Task prompt: Wherever the string "below" appears in the records, return the line that holds it.
------------
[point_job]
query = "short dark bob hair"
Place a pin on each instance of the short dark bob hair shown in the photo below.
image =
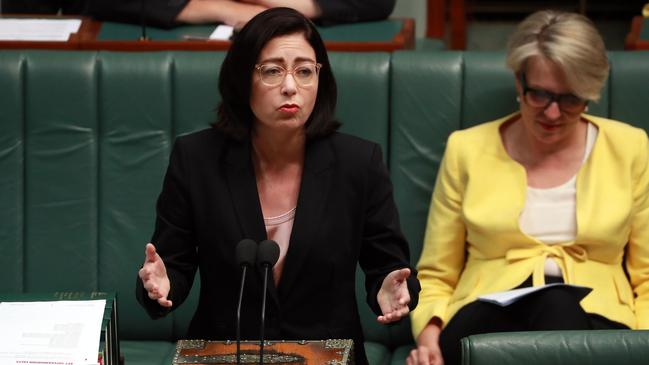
(235, 116)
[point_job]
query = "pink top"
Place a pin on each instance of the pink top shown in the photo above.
(279, 230)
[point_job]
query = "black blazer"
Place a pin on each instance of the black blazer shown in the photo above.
(345, 215)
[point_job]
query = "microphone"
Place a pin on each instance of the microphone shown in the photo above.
(143, 36)
(246, 251)
(267, 255)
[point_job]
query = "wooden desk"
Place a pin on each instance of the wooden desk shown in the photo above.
(638, 36)
(381, 36)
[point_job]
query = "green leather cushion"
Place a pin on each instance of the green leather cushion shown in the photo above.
(602, 347)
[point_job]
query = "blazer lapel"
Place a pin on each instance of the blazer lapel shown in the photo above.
(315, 185)
(243, 190)
(245, 200)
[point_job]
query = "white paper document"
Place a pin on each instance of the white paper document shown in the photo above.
(505, 298)
(222, 32)
(52, 333)
(12, 29)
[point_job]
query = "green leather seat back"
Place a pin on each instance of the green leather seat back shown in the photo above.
(602, 347)
(12, 178)
(629, 84)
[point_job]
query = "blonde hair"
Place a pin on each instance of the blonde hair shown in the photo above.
(568, 39)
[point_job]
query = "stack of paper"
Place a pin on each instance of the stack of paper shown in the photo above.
(56, 333)
(505, 298)
(38, 29)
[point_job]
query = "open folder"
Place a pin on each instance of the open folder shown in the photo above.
(51, 332)
(505, 298)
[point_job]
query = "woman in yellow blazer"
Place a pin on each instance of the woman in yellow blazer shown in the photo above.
(548, 194)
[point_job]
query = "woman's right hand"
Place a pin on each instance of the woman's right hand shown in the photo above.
(427, 351)
(154, 277)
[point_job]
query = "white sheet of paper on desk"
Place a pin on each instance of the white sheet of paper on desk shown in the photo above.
(505, 298)
(12, 29)
(222, 32)
(56, 332)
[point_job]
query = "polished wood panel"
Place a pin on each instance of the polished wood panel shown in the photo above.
(200, 352)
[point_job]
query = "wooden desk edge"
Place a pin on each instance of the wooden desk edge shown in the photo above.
(86, 39)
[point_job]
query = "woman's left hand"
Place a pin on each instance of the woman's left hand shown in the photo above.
(394, 297)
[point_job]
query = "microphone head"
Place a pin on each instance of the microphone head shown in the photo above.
(267, 253)
(246, 252)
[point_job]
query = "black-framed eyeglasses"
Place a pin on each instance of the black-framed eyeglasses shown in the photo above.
(304, 74)
(539, 98)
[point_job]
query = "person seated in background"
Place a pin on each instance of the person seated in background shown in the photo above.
(274, 167)
(547, 194)
(43, 7)
(169, 13)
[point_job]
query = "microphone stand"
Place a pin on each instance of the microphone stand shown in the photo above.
(263, 316)
(246, 252)
(268, 253)
(243, 281)
(143, 36)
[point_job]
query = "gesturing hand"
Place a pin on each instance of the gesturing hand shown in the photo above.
(427, 351)
(154, 277)
(394, 297)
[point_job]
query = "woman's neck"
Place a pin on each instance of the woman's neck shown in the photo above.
(273, 149)
(525, 148)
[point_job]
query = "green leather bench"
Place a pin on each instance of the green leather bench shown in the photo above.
(85, 136)
(557, 347)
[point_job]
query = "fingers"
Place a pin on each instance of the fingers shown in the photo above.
(393, 316)
(403, 274)
(419, 356)
(422, 355)
(150, 252)
(165, 302)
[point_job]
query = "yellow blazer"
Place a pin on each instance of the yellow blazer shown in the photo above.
(473, 244)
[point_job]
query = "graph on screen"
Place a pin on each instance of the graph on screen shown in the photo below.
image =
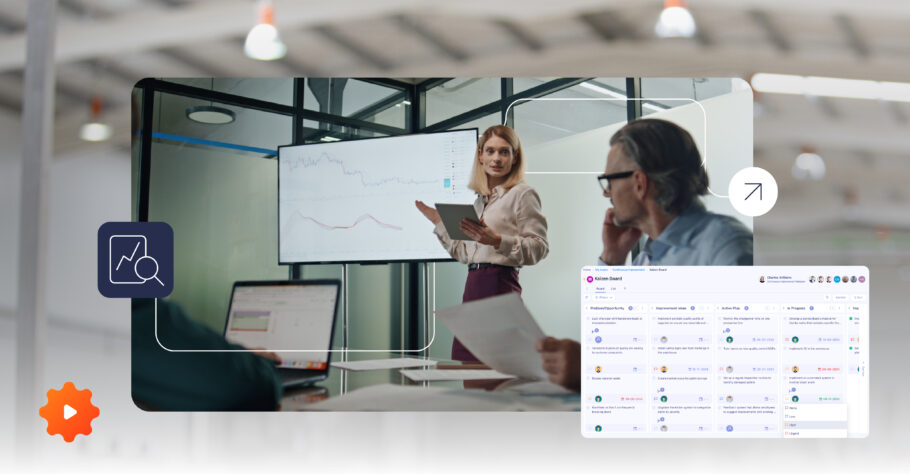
(353, 201)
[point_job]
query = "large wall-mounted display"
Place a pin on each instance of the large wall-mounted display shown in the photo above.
(353, 201)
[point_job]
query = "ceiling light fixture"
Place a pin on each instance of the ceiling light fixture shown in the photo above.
(95, 130)
(210, 114)
(263, 42)
(831, 87)
(808, 165)
(675, 21)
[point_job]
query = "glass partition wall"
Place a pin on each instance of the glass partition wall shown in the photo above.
(216, 183)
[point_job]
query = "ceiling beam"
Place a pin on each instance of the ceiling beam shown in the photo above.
(333, 35)
(772, 32)
(655, 58)
(521, 34)
(127, 33)
(204, 66)
(854, 40)
(416, 28)
(609, 26)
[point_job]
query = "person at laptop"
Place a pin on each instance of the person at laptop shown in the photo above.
(512, 231)
(195, 381)
(654, 177)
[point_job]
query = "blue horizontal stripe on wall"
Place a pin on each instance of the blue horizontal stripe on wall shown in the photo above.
(200, 141)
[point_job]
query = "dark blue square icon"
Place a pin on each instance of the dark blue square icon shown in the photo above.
(135, 259)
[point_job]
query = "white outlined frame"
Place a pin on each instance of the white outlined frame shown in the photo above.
(433, 338)
(110, 255)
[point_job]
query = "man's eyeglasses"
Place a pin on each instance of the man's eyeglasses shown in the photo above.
(604, 179)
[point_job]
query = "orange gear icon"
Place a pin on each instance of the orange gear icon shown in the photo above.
(69, 412)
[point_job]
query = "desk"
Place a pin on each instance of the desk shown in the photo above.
(389, 390)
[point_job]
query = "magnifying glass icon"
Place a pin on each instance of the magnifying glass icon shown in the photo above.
(154, 274)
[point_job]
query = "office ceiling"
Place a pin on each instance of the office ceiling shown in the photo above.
(104, 46)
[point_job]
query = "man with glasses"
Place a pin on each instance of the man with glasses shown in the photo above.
(654, 178)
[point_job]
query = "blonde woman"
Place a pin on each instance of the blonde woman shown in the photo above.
(513, 231)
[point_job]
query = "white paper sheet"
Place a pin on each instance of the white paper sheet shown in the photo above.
(500, 332)
(379, 364)
(453, 374)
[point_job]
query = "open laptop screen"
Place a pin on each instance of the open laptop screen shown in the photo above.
(282, 316)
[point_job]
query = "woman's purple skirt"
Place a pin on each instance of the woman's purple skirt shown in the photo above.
(484, 283)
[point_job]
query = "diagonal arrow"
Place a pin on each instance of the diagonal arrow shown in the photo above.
(757, 188)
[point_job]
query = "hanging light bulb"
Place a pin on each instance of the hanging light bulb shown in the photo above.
(263, 42)
(95, 130)
(675, 21)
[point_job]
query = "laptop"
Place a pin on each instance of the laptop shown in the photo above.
(286, 315)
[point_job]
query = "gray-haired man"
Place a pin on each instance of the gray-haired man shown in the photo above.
(654, 178)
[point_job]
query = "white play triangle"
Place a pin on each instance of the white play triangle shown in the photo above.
(68, 412)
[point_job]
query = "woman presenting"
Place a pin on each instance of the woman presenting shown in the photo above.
(513, 231)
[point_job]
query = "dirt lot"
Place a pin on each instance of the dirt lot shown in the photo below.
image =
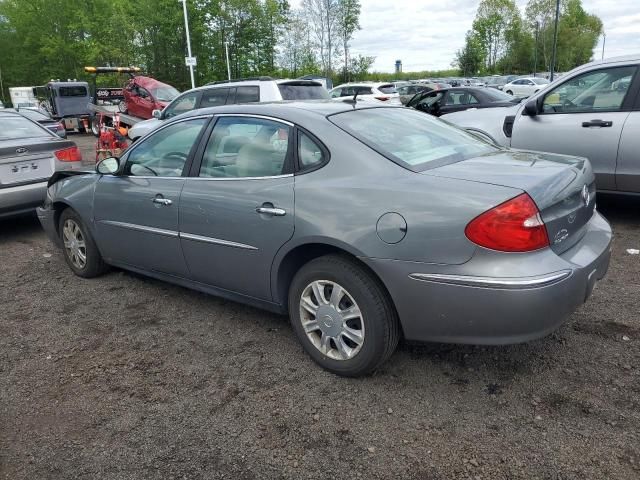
(122, 377)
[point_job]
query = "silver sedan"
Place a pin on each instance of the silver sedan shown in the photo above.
(363, 224)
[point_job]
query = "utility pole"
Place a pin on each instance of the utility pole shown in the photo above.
(190, 60)
(226, 49)
(535, 53)
(555, 40)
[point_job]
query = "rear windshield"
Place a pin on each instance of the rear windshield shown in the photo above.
(19, 127)
(410, 138)
(298, 91)
(77, 91)
(540, 81)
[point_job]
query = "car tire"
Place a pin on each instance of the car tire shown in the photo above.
(77, 243)
(376, 328)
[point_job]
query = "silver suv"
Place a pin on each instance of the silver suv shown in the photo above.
(592, 111)
(248, 90)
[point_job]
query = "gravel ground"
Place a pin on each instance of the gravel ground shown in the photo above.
(123, 377)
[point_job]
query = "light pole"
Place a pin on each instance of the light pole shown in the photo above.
(226, 50)
(190, 60)
(535, 52)
(555, 40)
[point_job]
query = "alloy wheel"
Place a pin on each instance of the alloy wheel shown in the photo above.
(332, 320)
(74, 243)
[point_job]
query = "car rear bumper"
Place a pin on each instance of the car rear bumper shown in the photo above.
(22, 198)
(496, 298)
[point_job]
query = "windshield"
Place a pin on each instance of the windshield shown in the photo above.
(540, 81)
(412, 139)
(165, 93)
(19, 127)
(303, 91)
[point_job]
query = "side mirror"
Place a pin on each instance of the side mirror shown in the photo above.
(531, 108)
(108, 166)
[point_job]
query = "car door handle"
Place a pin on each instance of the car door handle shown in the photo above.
(597, 123)
(271, 210)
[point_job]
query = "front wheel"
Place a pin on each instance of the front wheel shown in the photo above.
(342, 316)
(80, 250)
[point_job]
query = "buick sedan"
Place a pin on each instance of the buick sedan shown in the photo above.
(364, 225)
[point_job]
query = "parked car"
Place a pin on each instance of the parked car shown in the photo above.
(407, 92)
(417, 227)
(143, 95)
(592, 111)
(525, 87)
(44, 119)
(248, 90)
(448, 100)
(29, 154)
(367, 90)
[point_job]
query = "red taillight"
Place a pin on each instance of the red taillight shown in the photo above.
(71, 154)
(513, 226)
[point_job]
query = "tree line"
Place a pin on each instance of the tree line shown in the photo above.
(42, 40)
(502, 40)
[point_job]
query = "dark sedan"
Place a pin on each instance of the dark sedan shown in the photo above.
(449, 100)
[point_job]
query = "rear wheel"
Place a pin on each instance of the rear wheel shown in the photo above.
(342, 316)
(80, 250)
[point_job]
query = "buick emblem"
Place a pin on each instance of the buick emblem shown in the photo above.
(585, 196)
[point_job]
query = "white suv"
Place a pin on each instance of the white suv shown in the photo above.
(248, 90)
(366, 91)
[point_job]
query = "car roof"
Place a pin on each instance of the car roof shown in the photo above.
(287, 110)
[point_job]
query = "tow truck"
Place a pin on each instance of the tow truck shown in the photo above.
(105, 101)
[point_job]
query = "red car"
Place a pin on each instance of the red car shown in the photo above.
(143, 95)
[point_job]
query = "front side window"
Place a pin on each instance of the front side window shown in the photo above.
(165, 153)
(597, 91)
(409, 138)
(241, 147)
(186, 103)
(77, 91)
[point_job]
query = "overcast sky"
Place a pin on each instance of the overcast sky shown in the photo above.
(425, 34)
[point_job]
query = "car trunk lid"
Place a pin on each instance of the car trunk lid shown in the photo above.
(563, 187)
(28, 160)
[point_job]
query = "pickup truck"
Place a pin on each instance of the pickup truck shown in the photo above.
(592, 111)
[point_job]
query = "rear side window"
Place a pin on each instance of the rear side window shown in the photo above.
(247, 94)
(214, 97)
(310, 154)
(77, 91)
(410, 138)
(19, 127)
(303, 91)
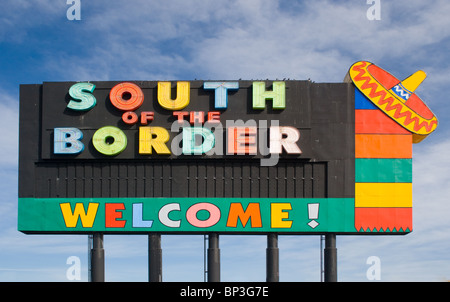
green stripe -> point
(390, 170)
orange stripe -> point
(383, 146)
(376, 219)
(376, 121)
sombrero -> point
(394, 97)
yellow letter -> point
(155, 137)
(71, 219)
(165, 98)
(278, 214)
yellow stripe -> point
(386, 195)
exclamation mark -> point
(313, 213)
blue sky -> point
(229, 40)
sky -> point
(229, 40)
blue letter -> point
(83, 98)
(221, 95)
(67, 141)
(138, 221)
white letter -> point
(374, 272)
(74, 12)
(374, 12)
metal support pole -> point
(213, 258)
(272, 259)
(330, 254)
(154, 258)
(97, 259)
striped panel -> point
(383, 146)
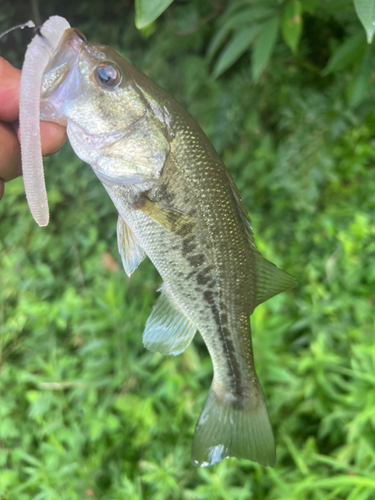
------------
Solution for this problem:
Place a pin on each instance of the short dark bob hair shown in the photo below.
Place a pin on each instance of the graph on screen shown in the photo below.
Place a pin on each instance of the dirt lot shown in the photo below.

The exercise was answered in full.